### [Task brief]
Your job is to report every line of the entries that has "Could".

### [Provided information]
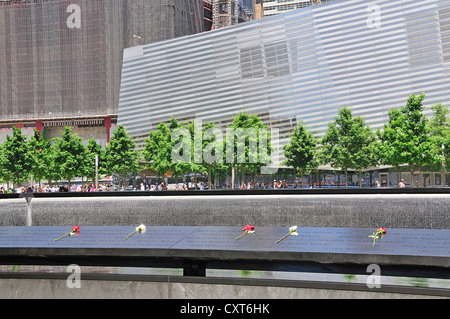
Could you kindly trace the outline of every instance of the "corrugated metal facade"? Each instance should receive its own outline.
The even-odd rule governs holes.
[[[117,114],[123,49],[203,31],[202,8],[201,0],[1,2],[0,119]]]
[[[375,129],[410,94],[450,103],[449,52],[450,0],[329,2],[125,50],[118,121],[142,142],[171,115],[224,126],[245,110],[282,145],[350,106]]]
---
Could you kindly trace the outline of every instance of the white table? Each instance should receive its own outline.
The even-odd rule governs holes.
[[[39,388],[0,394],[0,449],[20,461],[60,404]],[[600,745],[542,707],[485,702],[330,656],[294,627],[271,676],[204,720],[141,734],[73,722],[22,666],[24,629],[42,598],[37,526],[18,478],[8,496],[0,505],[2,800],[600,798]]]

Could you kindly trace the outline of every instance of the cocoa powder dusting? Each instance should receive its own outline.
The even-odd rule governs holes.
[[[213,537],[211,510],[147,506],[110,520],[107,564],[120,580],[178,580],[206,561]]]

### [Your solution]
Could you kindly trace the outline of every instance of the "corrugated metal facade"? Each instance should receive its own outline.
Could you kindly trace the outline of every instance of the white table? Each instance should receive its own outline.
Could you kindly trace the outline of every instance of the cocoa powder dusting? Each instance should receive its own outline.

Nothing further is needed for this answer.